» **EXCERPT TO READ**
In her new exhibition American Sigh Language, the present political moment weighs heavily on the artist. Weight, in fact, recurs as a key theme throughout the exhibition, pointing to a social and political context in which the current administration brashly erodes norms and diminishes civil rights protections for numerous groups of Americans, including people of color, transgender people, immigrants, and disabled people. Under this pressure, these targeted groups can feel the double burden of fighting for their rights while dealing with the weight of persecution. In American Sigh Language, Kim captures, records, and diagrams the feelings and implications of this weight.
The exhibition opens with a major new ten-channel sound work: Community Sigh. Collaborating with friends from around the world, Kim collected audio recordings of sixty-six Deaf people sighing. She pressed the sound clips on five vinyl records that play simultaneously on continuously repeating record players. From speakers spread throughout the gallery, the sounds of exasperation, exhaustion, anger, and frustration fill the room. Yet the piece also conveys a togetherness borne of shared experience and embodied in collective breathing. Atop each vinyl disk spins a hand-formed record weight. Typically used by audiophiles to improve vinyl playback, the record weights here symbolically burden the physicalized sounds, spinning dizzyingly in place.
Weight is also conveyed in two new drawings that explore an American Sign Language (ASL) idiom, MIND ROCK. A compound sign combining MIND and ROCK, the expression indicates that a thought has concretized into stone, as if to say that ones mind is made up, ones thoughts have become heavy. In her idiosyncratic notations, Kim puts her own spin on the signs, depicting them in one instance as a dark black circle that fuses thought and stone, and in another as an empty musical staff rebounding off a charcoal mass.
Kim elaborates on this use of musical notation in a new wall mural and drawing series called Heavy Relevance. Taking an open-ended approach to the concept of relevance, she creates an experimental score in which bands of empty staff lines become distorted and weighed down by singular quarter notes. Kim created the works while contemplating the fluctuations of cultural trend cycles in which ASL and Deaf culture become more or less relevant due to popularity factors largely outside the Deaf communitys control. With federal rights and protections on the line, Heavy Relevance dwells on the distortions of relevancy and trendiness on an individual psyche, an institution, or on society at large.

(Items listed in a dataset)
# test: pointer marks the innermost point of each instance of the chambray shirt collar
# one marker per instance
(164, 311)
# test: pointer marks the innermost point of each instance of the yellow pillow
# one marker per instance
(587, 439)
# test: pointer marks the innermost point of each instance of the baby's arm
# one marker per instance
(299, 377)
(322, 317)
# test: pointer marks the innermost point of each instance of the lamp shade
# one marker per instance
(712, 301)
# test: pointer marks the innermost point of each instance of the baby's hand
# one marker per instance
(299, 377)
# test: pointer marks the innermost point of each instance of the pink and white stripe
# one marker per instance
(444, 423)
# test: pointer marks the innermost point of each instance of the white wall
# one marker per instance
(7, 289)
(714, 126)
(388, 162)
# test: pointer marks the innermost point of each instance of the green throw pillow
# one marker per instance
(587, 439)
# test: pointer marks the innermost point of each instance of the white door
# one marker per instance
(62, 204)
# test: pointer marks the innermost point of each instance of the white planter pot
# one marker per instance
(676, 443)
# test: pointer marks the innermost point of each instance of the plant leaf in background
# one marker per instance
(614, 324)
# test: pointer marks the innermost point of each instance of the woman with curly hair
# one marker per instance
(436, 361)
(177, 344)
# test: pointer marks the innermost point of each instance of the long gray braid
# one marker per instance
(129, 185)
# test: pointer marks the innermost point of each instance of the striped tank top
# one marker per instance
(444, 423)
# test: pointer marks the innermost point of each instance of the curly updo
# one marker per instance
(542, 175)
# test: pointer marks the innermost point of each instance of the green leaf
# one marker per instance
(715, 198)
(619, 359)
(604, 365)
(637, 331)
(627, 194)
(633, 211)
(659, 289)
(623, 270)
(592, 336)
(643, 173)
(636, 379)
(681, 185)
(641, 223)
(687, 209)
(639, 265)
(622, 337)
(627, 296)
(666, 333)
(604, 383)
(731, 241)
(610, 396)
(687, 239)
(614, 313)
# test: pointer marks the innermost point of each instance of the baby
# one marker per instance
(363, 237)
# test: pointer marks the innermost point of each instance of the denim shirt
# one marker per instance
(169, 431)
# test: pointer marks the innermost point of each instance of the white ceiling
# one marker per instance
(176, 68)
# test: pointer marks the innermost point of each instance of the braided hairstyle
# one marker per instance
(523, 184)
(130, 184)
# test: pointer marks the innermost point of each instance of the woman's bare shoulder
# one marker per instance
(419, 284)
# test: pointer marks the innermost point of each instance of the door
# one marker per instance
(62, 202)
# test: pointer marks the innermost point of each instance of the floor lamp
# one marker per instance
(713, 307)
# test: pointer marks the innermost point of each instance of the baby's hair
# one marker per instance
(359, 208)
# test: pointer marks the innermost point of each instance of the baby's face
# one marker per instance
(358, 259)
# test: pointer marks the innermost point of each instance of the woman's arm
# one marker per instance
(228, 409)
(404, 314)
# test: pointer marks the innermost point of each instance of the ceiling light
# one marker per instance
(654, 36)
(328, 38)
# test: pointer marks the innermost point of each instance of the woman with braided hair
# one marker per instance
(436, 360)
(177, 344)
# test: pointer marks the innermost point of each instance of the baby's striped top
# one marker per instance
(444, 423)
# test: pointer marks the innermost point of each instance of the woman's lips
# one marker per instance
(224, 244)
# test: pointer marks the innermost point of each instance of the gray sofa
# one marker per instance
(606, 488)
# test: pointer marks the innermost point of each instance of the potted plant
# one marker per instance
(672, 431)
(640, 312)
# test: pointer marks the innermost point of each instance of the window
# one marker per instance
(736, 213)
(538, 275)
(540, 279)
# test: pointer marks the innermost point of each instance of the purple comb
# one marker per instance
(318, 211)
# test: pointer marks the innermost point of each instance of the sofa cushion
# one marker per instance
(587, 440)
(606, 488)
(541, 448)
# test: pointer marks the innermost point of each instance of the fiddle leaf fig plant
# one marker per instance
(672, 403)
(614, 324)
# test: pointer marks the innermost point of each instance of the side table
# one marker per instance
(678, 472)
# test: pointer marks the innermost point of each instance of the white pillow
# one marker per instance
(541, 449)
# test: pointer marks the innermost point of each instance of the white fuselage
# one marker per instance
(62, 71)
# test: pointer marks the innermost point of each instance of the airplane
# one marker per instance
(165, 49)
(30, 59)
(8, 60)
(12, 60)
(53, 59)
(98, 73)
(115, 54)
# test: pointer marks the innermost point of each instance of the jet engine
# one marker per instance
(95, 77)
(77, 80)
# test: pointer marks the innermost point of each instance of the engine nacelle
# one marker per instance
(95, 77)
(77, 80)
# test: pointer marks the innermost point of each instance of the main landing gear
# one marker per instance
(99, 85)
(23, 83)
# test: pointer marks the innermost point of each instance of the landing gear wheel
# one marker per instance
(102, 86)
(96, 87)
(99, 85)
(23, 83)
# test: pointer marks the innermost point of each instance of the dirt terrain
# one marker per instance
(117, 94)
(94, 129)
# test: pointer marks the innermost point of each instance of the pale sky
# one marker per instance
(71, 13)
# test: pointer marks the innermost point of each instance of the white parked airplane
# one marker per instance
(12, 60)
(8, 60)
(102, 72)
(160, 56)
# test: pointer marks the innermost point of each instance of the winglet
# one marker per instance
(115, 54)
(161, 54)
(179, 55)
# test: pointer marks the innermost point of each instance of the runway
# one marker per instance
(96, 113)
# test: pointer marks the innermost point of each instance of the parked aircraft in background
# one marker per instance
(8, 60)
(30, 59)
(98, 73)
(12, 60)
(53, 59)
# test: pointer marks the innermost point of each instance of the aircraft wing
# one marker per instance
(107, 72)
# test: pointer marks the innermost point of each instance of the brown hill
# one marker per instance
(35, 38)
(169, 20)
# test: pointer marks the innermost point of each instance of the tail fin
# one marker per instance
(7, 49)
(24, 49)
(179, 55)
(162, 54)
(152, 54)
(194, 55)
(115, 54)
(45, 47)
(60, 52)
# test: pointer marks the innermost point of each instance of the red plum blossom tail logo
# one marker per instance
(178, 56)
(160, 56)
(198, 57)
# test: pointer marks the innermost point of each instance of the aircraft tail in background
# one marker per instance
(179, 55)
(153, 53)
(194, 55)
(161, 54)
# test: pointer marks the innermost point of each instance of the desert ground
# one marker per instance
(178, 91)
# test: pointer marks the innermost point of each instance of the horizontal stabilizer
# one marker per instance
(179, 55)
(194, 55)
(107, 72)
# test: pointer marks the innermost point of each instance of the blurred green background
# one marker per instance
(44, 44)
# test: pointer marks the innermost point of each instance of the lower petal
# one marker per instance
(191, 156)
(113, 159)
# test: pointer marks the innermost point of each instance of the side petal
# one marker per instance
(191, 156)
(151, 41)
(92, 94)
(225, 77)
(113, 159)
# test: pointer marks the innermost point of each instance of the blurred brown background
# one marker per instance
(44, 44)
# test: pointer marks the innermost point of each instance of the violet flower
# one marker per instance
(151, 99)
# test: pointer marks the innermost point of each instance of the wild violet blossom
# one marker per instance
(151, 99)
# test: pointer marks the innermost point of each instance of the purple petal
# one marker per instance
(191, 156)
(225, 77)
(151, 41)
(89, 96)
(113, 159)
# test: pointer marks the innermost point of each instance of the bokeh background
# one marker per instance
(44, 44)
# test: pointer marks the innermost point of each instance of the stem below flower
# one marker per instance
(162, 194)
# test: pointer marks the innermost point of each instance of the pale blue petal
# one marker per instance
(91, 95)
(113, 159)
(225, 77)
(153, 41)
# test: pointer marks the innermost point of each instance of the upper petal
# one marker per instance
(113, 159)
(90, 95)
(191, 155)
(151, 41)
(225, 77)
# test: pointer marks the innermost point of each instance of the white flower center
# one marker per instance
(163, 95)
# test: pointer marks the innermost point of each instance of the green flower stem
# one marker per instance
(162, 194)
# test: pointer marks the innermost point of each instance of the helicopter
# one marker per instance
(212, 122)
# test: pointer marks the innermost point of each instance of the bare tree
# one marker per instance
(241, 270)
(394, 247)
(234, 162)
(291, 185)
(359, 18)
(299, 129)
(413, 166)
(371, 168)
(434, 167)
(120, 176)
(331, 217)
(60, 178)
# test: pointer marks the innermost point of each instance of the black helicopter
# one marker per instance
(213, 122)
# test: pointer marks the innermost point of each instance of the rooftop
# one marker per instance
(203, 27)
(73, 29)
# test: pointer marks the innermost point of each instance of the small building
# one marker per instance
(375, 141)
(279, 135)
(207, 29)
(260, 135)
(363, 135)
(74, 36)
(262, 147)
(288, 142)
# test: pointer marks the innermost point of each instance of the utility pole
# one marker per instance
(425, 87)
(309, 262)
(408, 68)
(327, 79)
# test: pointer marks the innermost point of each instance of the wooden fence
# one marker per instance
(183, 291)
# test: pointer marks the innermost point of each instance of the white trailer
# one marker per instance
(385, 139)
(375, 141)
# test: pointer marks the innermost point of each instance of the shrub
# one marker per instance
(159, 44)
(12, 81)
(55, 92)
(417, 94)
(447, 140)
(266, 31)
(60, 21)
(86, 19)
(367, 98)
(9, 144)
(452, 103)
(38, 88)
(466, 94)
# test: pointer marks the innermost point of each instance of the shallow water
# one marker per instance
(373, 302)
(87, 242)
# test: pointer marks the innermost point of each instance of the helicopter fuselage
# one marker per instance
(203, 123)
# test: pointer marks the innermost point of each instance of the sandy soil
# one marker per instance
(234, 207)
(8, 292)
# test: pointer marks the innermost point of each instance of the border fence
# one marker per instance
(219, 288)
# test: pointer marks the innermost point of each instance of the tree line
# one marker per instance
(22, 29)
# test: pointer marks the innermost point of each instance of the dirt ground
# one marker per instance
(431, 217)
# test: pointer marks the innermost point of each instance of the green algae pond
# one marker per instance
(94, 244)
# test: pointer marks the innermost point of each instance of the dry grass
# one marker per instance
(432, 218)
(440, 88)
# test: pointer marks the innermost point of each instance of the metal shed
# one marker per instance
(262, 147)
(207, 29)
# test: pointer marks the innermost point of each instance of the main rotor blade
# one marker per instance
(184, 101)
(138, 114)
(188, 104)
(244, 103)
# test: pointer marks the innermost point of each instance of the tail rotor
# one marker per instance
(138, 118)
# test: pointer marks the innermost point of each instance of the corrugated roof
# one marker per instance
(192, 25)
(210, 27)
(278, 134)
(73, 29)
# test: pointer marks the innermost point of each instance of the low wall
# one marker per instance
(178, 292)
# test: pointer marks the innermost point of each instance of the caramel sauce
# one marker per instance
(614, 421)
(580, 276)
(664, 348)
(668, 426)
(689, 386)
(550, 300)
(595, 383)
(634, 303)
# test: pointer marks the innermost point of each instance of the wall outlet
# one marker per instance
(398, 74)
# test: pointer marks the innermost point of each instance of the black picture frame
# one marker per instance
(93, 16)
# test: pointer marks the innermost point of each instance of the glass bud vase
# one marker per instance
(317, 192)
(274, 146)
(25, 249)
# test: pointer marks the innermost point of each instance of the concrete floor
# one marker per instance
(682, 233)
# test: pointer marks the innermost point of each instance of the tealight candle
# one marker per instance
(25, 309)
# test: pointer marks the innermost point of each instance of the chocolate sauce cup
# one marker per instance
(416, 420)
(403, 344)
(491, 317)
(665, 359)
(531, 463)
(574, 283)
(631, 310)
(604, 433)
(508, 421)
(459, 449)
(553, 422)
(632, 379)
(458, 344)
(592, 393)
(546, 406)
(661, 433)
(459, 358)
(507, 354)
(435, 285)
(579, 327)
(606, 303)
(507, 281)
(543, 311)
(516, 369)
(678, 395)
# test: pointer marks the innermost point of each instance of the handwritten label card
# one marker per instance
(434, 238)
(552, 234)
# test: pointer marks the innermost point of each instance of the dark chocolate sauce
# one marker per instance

» **EXERCISE DIRECTIONS**
From the exhibition text, copy out the passage starting with "Weight is also" and going on through "a charcoal mass.".

» **RESULT BELOW**
Weight is also conveyed in two new drawings that explore an American Sign Language (ASL) idiom, MIND ROCK. A compound sign combining MIND and ROCK, the expression indicates that a thought has concretized into stone, as if to say that ones mind is made up, ones thoughts have become heavy. In her idiosyncratic notations, Kim puts her own spin on the signs, depicting them in one instance as a dark black circle that fuses thought and stone, and in another as an empty musical staff rebounding off a charcoal mass.